---------- Data shown
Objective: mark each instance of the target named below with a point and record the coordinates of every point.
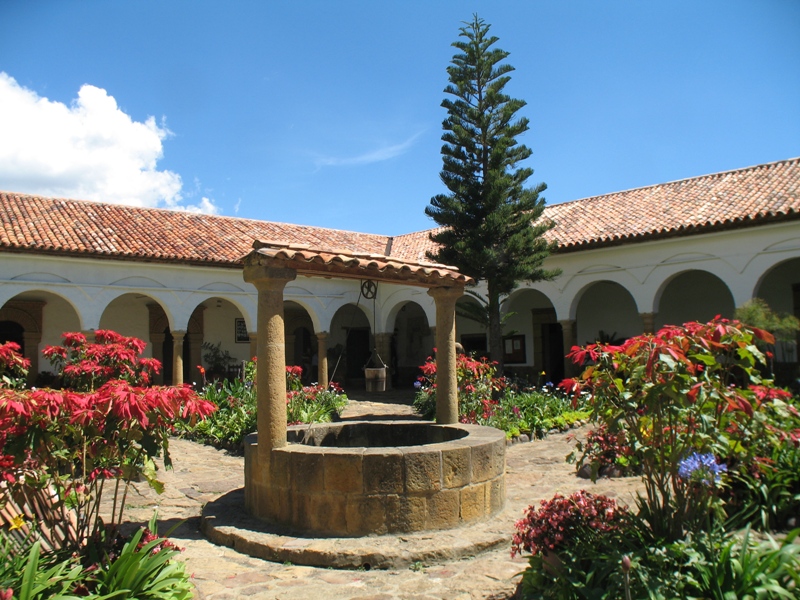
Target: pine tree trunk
(495, 330)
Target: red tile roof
(349, 264)
(740, 198)
(77, 227)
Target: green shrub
(236, 402)
(689, 389)
(488, 400)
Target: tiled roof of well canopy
(759, 194)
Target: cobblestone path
(535, 471)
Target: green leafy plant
(236, 402)
(485, 399)
(685, 389)
(145, 569)
(13, 367)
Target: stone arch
(605, 311)
(43, 317)
(350, 344)
(299, 333)
(535, 337)
(473, 336)
(779, 287)
(410, 343)
(692, 295)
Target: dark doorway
(553, 345)
(167, 353)
(11, 331)
(357, 354)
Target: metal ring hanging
(369, 289)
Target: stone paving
(201, 474)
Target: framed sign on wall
(242, 337)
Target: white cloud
(378, 155)
(90, 150)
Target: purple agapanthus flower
(701, 468)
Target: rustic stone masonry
(356, 479)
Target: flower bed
(717, 446)
(60, 450)
(484, 399)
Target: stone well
(362, 478)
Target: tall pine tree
(490, 221)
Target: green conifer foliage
(490, 222)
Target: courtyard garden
(691, 411)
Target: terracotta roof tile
(737, 198)
(346, 263)
(33, 223)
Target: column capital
(648, 322)
(266, 276)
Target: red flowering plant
(61, 449)
(687, 389)
(564, 522)
(311, 403)
(13, 367)
(85, 366)
(476, 386)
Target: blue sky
(328, 113)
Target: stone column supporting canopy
(322, 358)
(157, 350)
(383, 345)
(271, 373)
(569, 329)
(177, 357)
(253, 343)
(446, 380)
(648, 322)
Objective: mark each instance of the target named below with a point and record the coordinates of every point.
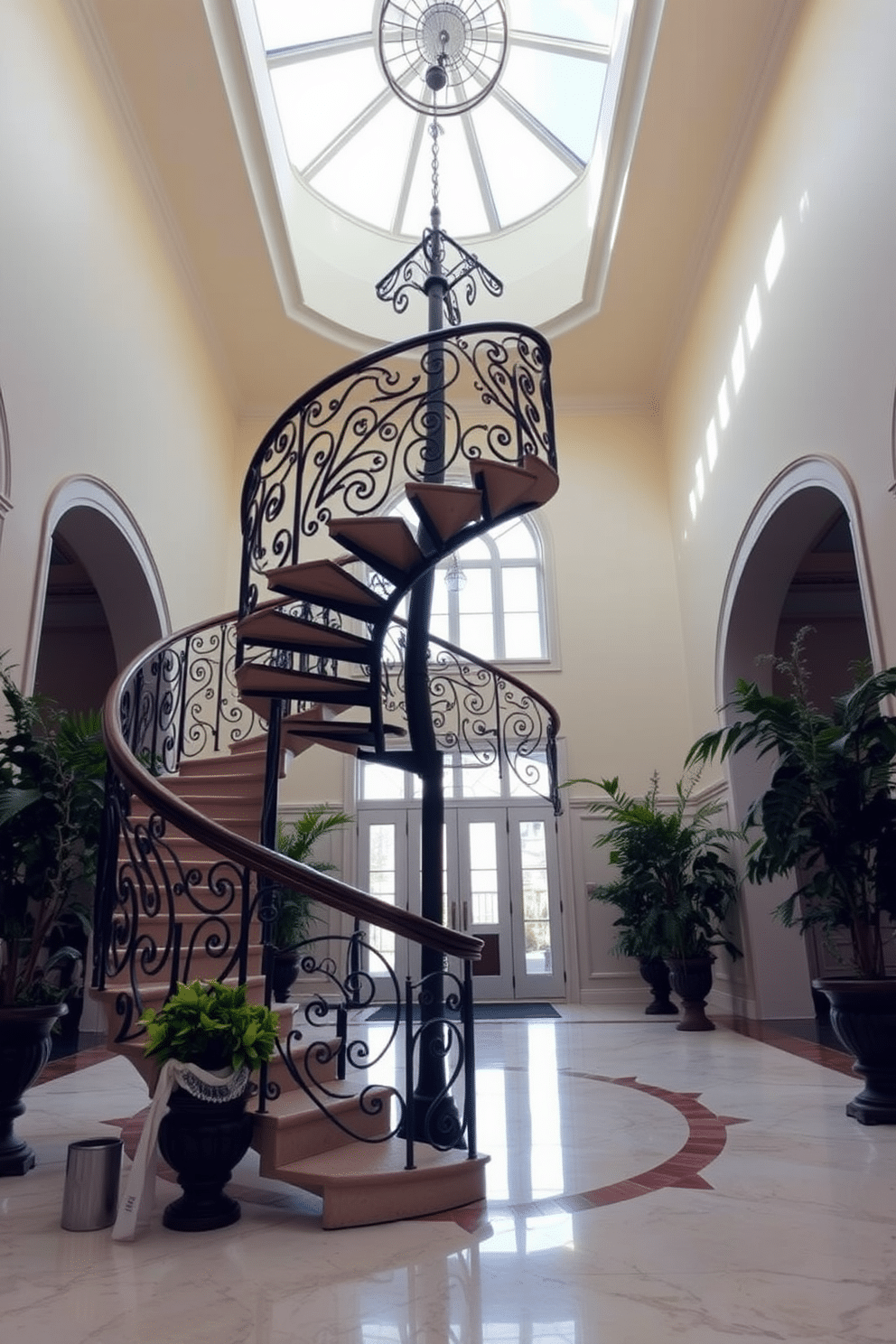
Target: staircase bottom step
(369, 1183)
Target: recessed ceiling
(537, 167)
(157, 68)
(518, 110)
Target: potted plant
(209, 1039)
(829, 817)
(675, 889)
(51, 798)
(293, 909)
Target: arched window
(490, 595)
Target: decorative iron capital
(438, 259)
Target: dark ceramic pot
(284, 975)
(692, 981)
(863, 1013)
(24, 1049)
(201, 1142)
(656, 974)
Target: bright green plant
(675, 886)
(51, 800)
(829, 812)
(297, 839)
(209, 1023)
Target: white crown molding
(707, 241)
(109, 84)
(606, 406)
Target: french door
(501, 884)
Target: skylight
(502, 162)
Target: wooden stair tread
(375, 1162)
(369, 1183)
(280, 630)
(507, 488)
(386, 543)
(257, 679)
(328, 585)
(445, 509)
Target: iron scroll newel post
(458, 50)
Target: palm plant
(297, 839)
(829, 812)
(675, 886)
(51, 798)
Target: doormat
(481, 1013)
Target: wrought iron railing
(482, 715)
(331, 1054)
(347, 445)
(164, 917)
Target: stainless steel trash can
(90, 1199)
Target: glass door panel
(383, 859)
(537, 906)
(484, 897)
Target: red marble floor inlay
(707, 1136)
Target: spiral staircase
(203, 724)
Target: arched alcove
(115, 603)
(791, 520)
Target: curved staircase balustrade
(360, 433)
(178, 705)
(485, 714)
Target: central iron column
(430, 1117)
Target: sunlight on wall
(746, 341)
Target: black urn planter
(692, 981)
(863, 1013)
(656, 974)
(24, 1049)
(203, 1142)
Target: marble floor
(645, 1186)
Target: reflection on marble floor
(645, 1186)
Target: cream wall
(102, 369)
(819, 377)
(817, 380)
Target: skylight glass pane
(319, 98)
(505, 145)
(474, 550)
(462, 209)
(563, 93)
(289, 23)
(366, 176)
(586, 21)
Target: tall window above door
(488, 598)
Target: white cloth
(219, 1085)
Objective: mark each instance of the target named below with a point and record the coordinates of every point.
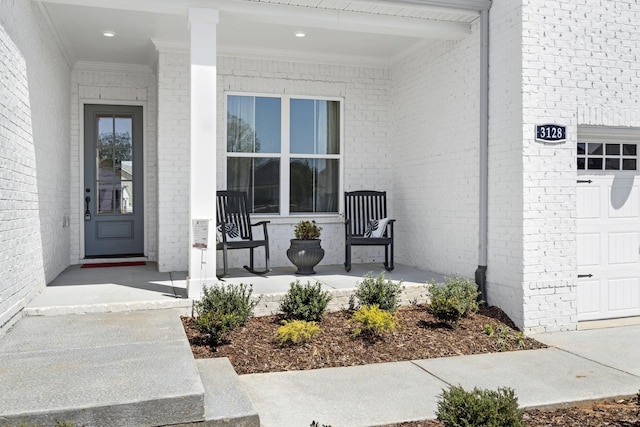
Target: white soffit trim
(172, 7)
(109, 67)
(341, 20)
(69, 58)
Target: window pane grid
(606, 156)
(299, 164)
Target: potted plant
(305, 251)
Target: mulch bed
(619, 413)
(251, 349)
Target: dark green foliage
(480, 407)
(305, 302)
(222, 309)
(307, 230)
(376, 291)
(457, 298)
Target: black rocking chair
(363, 211)
(235, 227)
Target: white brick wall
(554, 61)
(435, 145)
(173, 160)
(34, 157)
(116, 86)
(505, 225)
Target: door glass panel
(105, 198)
(114, 160)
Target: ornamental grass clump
(222, 309)
(377, 291)
(373, 322)
(305, 302)
(456, 299)
(296, 332)
(479, 407)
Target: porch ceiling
(341, 31)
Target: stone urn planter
(305, 251)
(305, 254)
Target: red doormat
(114, 264)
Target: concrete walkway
(136, 369)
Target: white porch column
(202, 262)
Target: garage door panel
(588, 202)
(589, 249)
(608, 244)
(589, 298)
(623, 293)
(623, 199)
(623, 248)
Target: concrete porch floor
(94, 290)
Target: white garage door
(608, 230)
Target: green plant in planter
(307, 230)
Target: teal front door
(113, 187)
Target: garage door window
(607, 156)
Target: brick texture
(34, 157)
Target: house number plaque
(551, 133)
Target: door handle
(87, 212)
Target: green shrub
(480, 407)
(297, 332)
(457, 298)
(222, 309)
(305, 302)
(377, 291)
(373, 322)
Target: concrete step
(225, 400)
(112, 369)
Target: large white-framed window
(285, 152)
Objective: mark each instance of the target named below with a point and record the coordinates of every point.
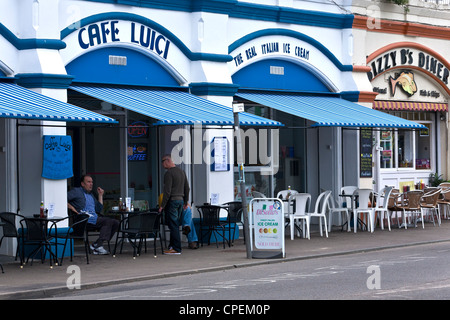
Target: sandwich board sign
(266, 220)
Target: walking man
(175, 200)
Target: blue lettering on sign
(108, 31)
(98, 34)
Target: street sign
(267, 221)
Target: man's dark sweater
(176, 186)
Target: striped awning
(329, 111)
(409, 106)
(17, 102)
(171, 107)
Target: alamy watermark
(374, 280)
(74, 280)
(259, 147)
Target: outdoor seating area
(40, 238)
(353, 209)
(366, 209)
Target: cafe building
(408, 69)
(125, 82)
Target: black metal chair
(10, 229)
(77, 230)
(235, 210)
(210, 218)
(34, 233)
(137, 227)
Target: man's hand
(100, 191)
(72, 208)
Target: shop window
(407, 148)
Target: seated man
(82, 199)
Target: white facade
(201, 46)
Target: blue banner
(58, 157)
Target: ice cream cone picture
(406, 81)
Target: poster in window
(365, 153)
(137, 152)
(138, 129)
(57, 161)
(424, 132)
(220, 154)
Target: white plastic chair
(349, 201)
(302, 201)
(382, 207)
(338, 210)
(282, 195)
(430, 202)
(320, 210)
(363, 200)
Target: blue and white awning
(20, 103)
(330, 111)
(171, 107)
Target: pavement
(40, 281)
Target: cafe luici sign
(407, 58)
(119, 31)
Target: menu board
(57, 158)
(365, 160)
(220, 154)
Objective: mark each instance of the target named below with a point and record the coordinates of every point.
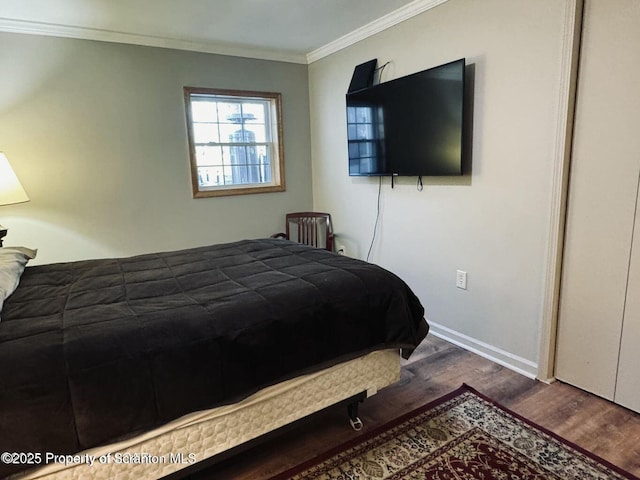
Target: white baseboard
(501, 357)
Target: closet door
(602, 205)
(628, 384)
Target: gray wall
(97, 134)
(493, 223)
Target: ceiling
(298, 31)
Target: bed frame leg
(354, 420)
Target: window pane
(204, 111)
(256, 133)
(205, 132)
(231, 132)
(232, 141)
(254, 112)
(206, 156)
(229, 112)
(210, 176)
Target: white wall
(493, 223)
(97, 134)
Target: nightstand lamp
(11, 190)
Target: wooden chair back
(310, 228)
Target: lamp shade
(11, 190)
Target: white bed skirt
(200, 435)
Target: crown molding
(400, 15)
(66, 31)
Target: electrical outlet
(461, 279)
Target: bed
(134, 355)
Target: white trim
(559, 186)
(400, 15)
(506, 359)
(66, 31)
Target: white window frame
(273, 142)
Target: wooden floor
(436, 368)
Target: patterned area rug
(461, 436)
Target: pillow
(12, 263)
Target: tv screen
(409, 126)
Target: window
(235, 142)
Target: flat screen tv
(412, 126)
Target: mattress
(200, 435)
(111, 348)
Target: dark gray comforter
(98, 350)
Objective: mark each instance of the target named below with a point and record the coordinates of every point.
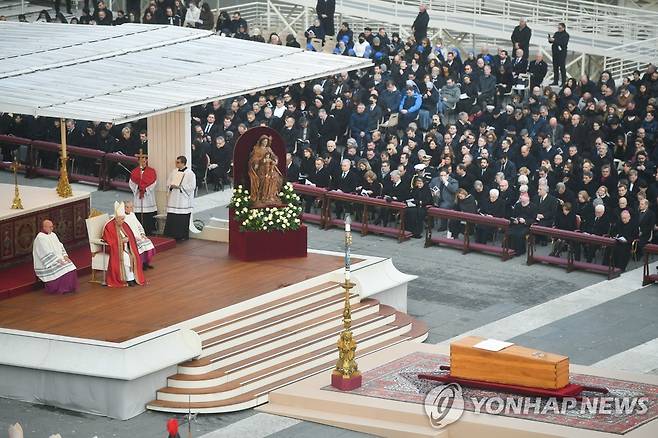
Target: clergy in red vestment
(125, 266)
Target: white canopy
(131, 71)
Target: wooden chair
(99, 256)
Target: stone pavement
(594, 321)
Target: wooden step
(281, 370)
(271, 339)
(238, 352)
(265, 310)
(287, 317)
(288, 351)
(275, 324)
(259, 396)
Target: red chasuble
(115, 270)
(143, 180)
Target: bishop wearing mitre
(145, 246)
(181, 185)
(51, 262)
(125, 266)
(142, 183)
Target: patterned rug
(397, 380)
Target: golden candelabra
(17, 204)
(63, 185)
(346, 375)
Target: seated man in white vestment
(51, 262)
(145, 247)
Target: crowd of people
(428, 126)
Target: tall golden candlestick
(17, 204)
(346, 375)
(63, 186)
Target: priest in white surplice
(51, 262)
(145, 247)
(142, 183)
(181, 185)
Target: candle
(348, 221)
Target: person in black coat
(346, 182)
(325, 10)
(292, 169)
(319, 178)
(537, 69)
(521, 38)
(565, 220)
(416, 211)
(220, 163)
(559, 42)
(625, 231)
(493, 206)
(600, 226)
(547, 206)
(466, 203)
(395, 190)
(307, 165)
(524, 214)
(646, 222)
(419, 26)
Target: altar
(19, 227)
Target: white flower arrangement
(285, 218)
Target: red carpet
(20, 279)
(398, 380)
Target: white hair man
(124, 266)
(145, 246)
(51, 262)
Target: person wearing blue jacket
(359, 125)
(409, 106)
(390, 99)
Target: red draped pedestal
(264, 245)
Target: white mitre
(119, 209)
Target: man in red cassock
(125, 266)
(142, 183)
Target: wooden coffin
(513, 365)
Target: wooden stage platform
(194, 278)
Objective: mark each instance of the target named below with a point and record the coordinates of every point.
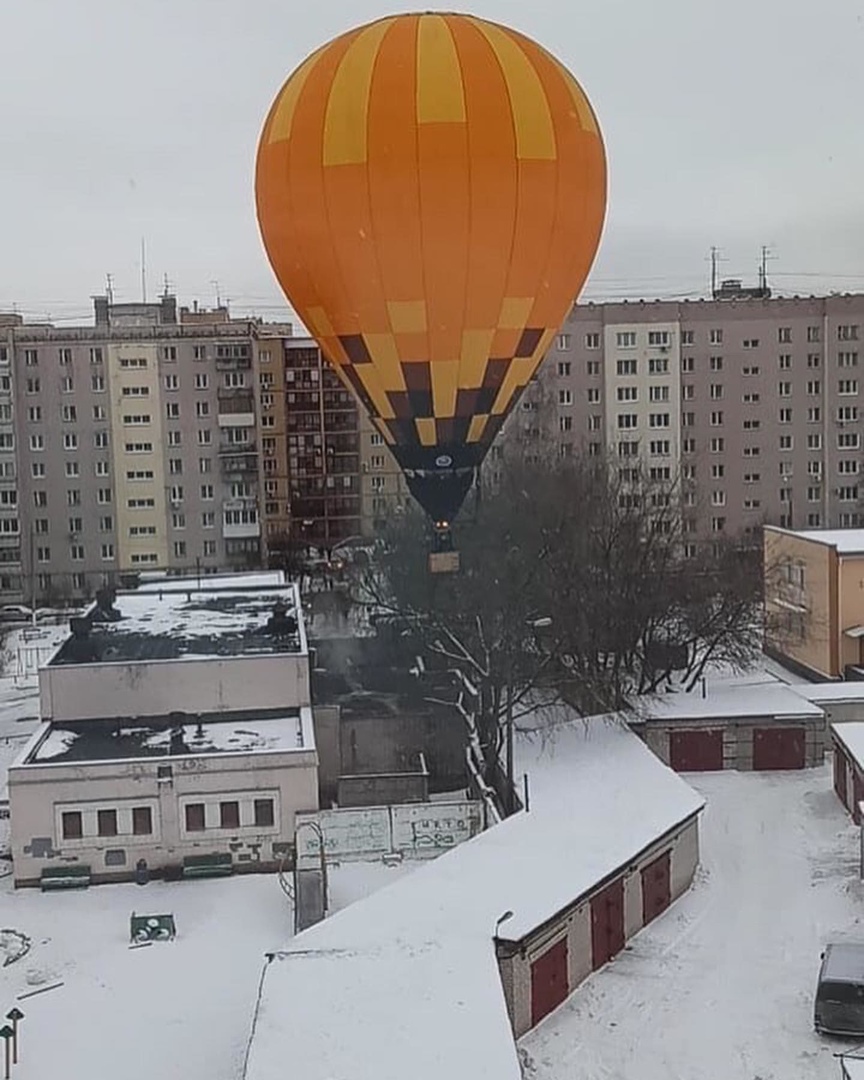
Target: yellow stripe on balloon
(440, 91)
(282, 117)
(427, 431)
(345, 121)
(531, 117)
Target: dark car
(839, 1003)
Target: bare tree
(576, 584)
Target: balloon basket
(444, 562)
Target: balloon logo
(431, 190)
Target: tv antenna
(144, 272)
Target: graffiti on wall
(412, 832)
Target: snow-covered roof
(164, 737)
(418, 956)
(846, 541)
(763, 698)
(180, 617)
(851, 734)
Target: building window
(72, 825)
(106, 822)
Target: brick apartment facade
(127, 445)
(755, 403)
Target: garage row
(747, 726)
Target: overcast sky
(731, 122)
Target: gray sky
(736, 123)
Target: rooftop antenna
(144, 272)
(716, 258)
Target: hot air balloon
(430, 191)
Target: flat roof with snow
(177, 618)
(831, 691)
(169, 737)
(739, 700)
(410, 972)
(851, 736)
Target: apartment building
(310, 436)
(754, 403)
(131, 444)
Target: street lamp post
(322, 854)
(5, 1035)
(541, 622)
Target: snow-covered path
(721, 985)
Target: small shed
(747, 725)
(848, 742)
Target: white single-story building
(756, 723)
(433, 975)
(177, 738)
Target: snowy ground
(177, 1010)
(721, 985)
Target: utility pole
(144, 272)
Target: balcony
(233, 464)
(241, 449)
(245, 531)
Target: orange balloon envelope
(431, 191)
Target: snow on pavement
(175, 1010)
(721, 984)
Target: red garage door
(607, 923)
(839, 773)
(778, 748)
(656, 888)
(696, 751)
(858, 796)
(549, 981)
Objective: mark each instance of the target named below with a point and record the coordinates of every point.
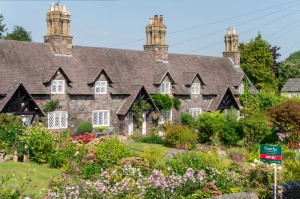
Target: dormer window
(165, 88)
(195, 88)
(57, 86)
(241, 88)
(101, 87)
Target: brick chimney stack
(156, 39)
(231, 46)
(58, 26)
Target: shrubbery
(152, 138)
(11, 128)
(110, 152)
(180, 137)
(38, 142)
(84, 127)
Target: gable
(101, 75)
(58, 74)
(139, 93)
(228, 101)
(19, 102)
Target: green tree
(210, 127)
(257, 62)
(2, 27)
(19, 33)
(289, 68)
(254, 126)
(285, 118)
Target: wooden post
(15, 158)
(26, 158)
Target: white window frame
(97, 121)
(165, 87)
(241, 88)
(55, 120)
(57, 86)
(101, 87)
(163, 118)
(195, 111)
(195, 88)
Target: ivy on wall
(137, 110)
(165, 102)
(52, 105)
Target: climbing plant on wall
(137, 110)
(165, 102)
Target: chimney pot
(229, 31)
(151, 20)
(51, 6)
(161, 19)
(155, 19)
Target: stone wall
(241, 195)
(287, 191)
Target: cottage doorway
(130, 123)
(144, 126)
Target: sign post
(271, 154)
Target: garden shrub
(38, 142)
(210, 126)
(254, 126)
(177, 103)
(292, 170)
(215, 168)
(180, 137)
(289, 155)
(258, 176)
(237, 155)
(154, 156)
(83, 138)
(136, 162)
(11, 128)
(110, 152)
(152, 138)
(231, 133)
(84, 127)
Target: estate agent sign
(270, 154)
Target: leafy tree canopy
(2, 27)
(257, 62)
(290, 68)
(19, 33)
(285, 118)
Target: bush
(237, 154)
(110, 152)
(84, 138)
(38, 142)
(210, 126)
(11, 128)
(289, 155)
(292, 172)
(188, 120)
(84, 127)
(231, 131)
(254, 126)
(180, 137)
(152, 138)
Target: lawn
(39, 175)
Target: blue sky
(194, 26)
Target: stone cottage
(101, 84)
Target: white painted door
(144, 127)
(130, 123)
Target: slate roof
(292, 85)
(34, 63)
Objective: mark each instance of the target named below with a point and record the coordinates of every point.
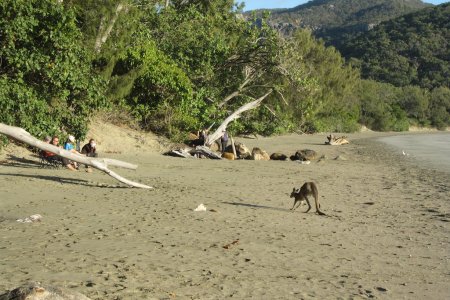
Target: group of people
(203, 135)
(89, 150)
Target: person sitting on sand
(68, 145)
(50, 156)
(89, 149)
(224, 140)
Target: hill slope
(410, 50)
(334, 19)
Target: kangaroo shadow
(15, 161)
(250, 205)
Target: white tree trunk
(218, 133)
(103, 34)
(99, 163)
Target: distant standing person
(224, 140)
(89, 150)
(69, 146)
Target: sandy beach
(386, 234)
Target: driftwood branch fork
(99, 163)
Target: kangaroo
(301, 194)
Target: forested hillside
(333, 20)
(173, 67)
(410, 50)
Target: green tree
(45, 74)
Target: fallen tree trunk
(219, 131)
(99, 163)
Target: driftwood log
(219, 131)
(99, 163)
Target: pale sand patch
(386, 234)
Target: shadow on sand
(256, 206)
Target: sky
(256, 4)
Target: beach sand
(386, 234)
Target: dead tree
(99, 163)
(219, 131)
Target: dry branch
(218, 133)
(99, 163)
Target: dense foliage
(177, 66)
(411, 50)
(46, 82)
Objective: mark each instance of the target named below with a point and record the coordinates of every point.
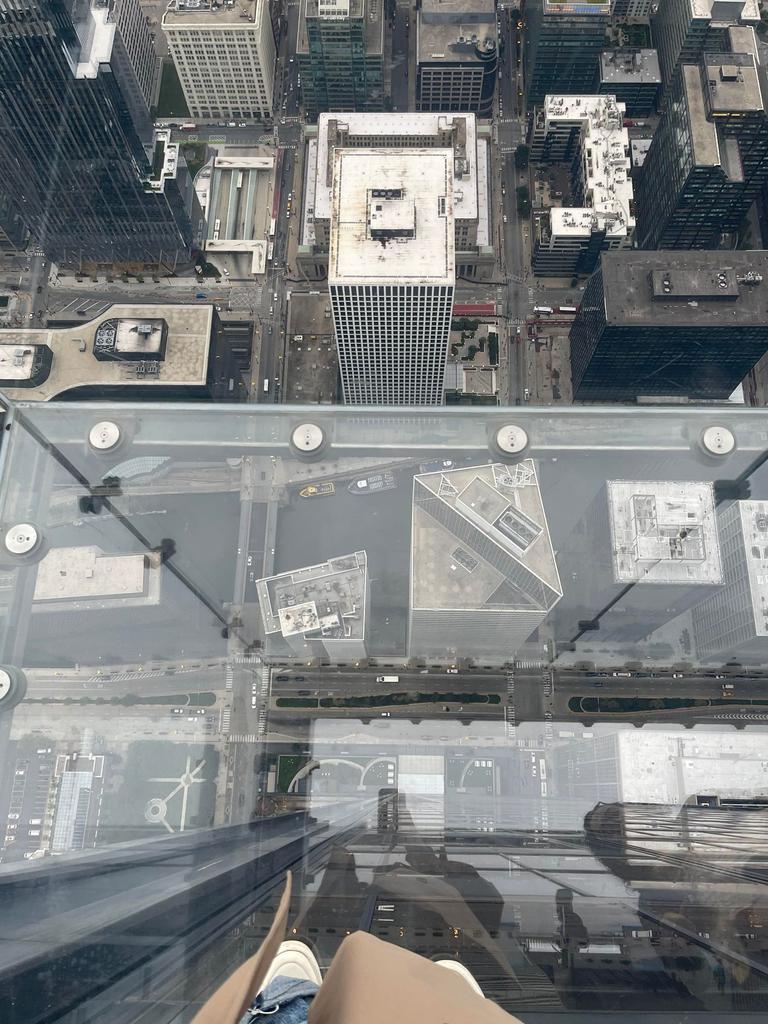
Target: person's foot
(294, 960)
(465, 973)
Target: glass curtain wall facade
(74, 166)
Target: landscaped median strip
(388, 699)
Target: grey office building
--------------------
# [Exercise description]
Reproduce verbatim the material from the line containing "Target: white tree trunk" through the end of the material, both ends included, and leave the pictures out of your answer.

# [Response for this exercise]
Target: white tree trunk
(218, 133)
(103, 34)
(99, 163)
Target: distant standing person
(224, 140)
(89, 150)
(69, 146)
Target: sandy beach
(386, 234)
Target: driftwood branch fork
(99, 163)
Target: kangaroo
(301, 194)
Target: forested hillside
(333, 20)
(173, 67)
(410, 50)
Target: green tree
(45, 74)
Target: fallen tree trunk
(219, 131)
(99, 163)
Target: driftwood log
(219, 131)
(99, 163)
Target: pale sand patch
(386, 234)
Target: shadow on sand
(256, 206)
Target: sky
(256, 4)
Target: beach sand
(386, 234)
Target: dead tree
(99, 163)
(219, 131)
Target: dry branch
(218, 133)
(99, 163)
Target: dense foliage
(177, 66)
(411, 50)
(46, 82)
Objective: mark each instance of the target named below with a point and record the coordinates of every point.
Target: person's foot
(294, 960)
(465, 973)
Target: glass curtain wall facade
(74, 166)
Target: landscaped median strip
(388, 699)
Target: grey office building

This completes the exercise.